* Aim of the exercise
Copy out every record precisely.
begin Given data
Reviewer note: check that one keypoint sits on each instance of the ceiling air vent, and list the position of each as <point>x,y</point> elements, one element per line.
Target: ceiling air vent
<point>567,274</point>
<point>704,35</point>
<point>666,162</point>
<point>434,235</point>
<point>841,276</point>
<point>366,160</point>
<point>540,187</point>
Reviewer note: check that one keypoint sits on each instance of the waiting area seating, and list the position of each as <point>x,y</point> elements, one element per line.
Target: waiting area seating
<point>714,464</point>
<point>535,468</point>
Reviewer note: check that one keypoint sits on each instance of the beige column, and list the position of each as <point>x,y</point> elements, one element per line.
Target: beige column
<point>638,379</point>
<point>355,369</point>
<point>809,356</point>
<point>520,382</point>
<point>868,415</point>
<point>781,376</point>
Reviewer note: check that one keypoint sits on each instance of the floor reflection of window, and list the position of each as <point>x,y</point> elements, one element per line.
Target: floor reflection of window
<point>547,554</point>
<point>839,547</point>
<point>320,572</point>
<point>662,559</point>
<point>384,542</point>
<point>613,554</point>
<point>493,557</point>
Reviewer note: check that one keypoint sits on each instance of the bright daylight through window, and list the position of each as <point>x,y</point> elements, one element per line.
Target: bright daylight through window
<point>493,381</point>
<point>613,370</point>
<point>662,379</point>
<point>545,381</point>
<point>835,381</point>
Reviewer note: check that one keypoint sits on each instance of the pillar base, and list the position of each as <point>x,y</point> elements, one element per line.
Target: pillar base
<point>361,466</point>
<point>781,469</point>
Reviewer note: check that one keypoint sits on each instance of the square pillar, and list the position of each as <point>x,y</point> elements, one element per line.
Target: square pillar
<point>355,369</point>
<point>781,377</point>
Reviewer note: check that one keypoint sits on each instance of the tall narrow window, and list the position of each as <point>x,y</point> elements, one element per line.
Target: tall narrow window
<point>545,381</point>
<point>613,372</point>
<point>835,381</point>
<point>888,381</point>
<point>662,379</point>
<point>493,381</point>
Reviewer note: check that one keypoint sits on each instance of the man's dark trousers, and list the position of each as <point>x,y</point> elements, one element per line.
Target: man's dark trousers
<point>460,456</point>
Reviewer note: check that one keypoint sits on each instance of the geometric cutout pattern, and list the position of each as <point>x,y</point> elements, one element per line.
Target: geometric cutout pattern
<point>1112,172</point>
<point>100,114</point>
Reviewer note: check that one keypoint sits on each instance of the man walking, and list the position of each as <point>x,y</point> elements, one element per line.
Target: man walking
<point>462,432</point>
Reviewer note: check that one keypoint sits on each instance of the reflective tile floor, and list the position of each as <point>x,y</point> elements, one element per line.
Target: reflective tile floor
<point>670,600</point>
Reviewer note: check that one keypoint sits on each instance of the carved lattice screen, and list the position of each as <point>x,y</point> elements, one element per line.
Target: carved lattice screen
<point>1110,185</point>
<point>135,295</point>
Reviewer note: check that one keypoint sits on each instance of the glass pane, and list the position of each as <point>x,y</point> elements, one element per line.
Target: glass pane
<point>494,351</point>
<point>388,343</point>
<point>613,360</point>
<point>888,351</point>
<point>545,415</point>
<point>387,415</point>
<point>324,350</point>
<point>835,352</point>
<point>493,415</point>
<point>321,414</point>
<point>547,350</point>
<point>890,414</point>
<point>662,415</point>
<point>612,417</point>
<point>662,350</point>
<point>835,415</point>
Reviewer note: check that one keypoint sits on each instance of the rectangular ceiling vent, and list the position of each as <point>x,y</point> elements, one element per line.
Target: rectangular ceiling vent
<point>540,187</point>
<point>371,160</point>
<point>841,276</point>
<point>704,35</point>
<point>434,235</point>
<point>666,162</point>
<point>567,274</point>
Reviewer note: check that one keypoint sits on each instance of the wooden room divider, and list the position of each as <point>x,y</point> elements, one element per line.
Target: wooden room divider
end Given data
* The completed task
Reviewer note: check that one keypoint sits on each instance of the ceiling air vent, and list the position of each as <point>x,y</point> elements, one element per line.
Target: ceiling air vent
<point>567,274</point>
<point>704,35</point>
<point>666,162</point>
<point>434,235</point>
<point>841,276</point>
<point>366,160</point>
<point>540,187</point>
Reviewer note: check that one keypoint sits on each instance of the waiting area seating, and list the position of each as <point>x,y</point> elements, one element per line.
Target: waiting area seating
<point>714,464</point>
<point>535,468</point>
Reviewer note: check that one keypoint sits on each instance of the beige column, and list the position of each as <point>x,y</point> elements, one element per line.
Target: beige column
<point>638,379</point>
<point>355,369</point>
<point>809,356</point>
<point>520,382</point>
<point>868,415</point>
<point>781,376</point>
Reviewer note: check that one keypoint sits on each instance of the floor reflection of window, and list the position of each as <point>x,y</point> elements, one element per line.
Target: floor reflection of window
<point>547,554</point>
<point>839,547</point>
<point>320,572</point>
<point>662,559</point>
<point>384,542</point>
<point>613,554</point>
<point>493,557</point>
Reviewer note: check that one keypoint sits on each instance of the bright daylight through window, and list the position of each as <point>x,y</point> elements, one element per line.
Target: bright daylight through window
<point>493,381</point>
<point>613,370</point>
<point>662,379</point>
<point>545,381</point>
<point>835,381</point>
Reviewer note: check that one keypoint sits on each instance of the pillar base, and list the position of each as <point>x,y</point> elements, one element per line.
Target: pillar base
<point>361,466</point>
<point>781,469</point>
Reviewer note: check that one keypoint sits on each instance of the square pillar, and list the position of each as <point>x,y</point> elements, one element per line.
Target: square pillar
<point>355,369</point>
<point>781,377</point>
Reviewer note: check that one keypoint sits on each instance of the tall narrow window, and list the position of each as <point>x,y</point> elements, one element per line.
Target: tall narrow window
<point>545,381</point>
<point>613,372</point>
<point>835,381</point>
<point>888,381</point>
<point>662,379</point>
<point>493,381</point>
Reviewer note: check that one keypoint sits on each instance of the man's dark trousers, and list the position of each as <point>x,y</point> elements, one element per line.
Target: man's dark trousers
<point>460,456</point>
Reviewer note: check that one keypoint sits on each instance of the geometric cutout pattern, and list the position of each as <point>x,y</point> elements, one element per line.
Target: geometric cutout pattern
<point>1112,172</point>
<point>100,114</point>
Reviewer note: check that one keypoint sits on each instance of the man walking, and list the position of each as <point>x,y</point> elements, one element per line.
Target: man walking
<point>462,432</point>
Reviewer note: check that one keypoint sits on each instance of the reflective tile floor, and list the position of each as <point>x,y</point> elements, one element per line.
Target: reflective tile floor
<point>670,600</point>
Reviewer note: check that one keypoint sits on each instance of the carved lattice screen, and list the position of each as <point>x,y</point> elements, one element per line.
Target: carved lattice screen
<point>1110,185</point>
<point>135,295</point>
Reviewer note: check that one keypoint sits on each instance of the glass pane, and list the position of each as <point>x,y</point> elements, one element per line.
Target: glass pane
<point>494,351</point>
<point>388,343</point>
<point>613,360</point>
<point>888,351</point>
<point>545,415</point>
<point>387,415</point>
<point>324,350</point>
<point>835,352</point>
<point>493,415</point>
<point>321,414</point>
<point>547,350</point>
<point>890,414</point>
<point>662,415</point>
<point>612,417</point>
<point>662,350</point>
<point>835,415</point>
Reviewer note: check that one keypoint sits on each instance of the rectangular ceiling vent, and list the position of each as <point>x,y</point> elements, one element per line.
Target: rectangular ceiling vent
<point>540,187</point>
<point>371,160</point>
<point>841,276</point>
<point>704,35</point>
<point>434,235</point>
<point>666,162</point>
<point>567,274</point>
Reviewer note: check that one keypoint sits on each instance of the wooden room divider, and list the position of each as <point>x,y</point> elements, one element per line.
Target: wooden room divider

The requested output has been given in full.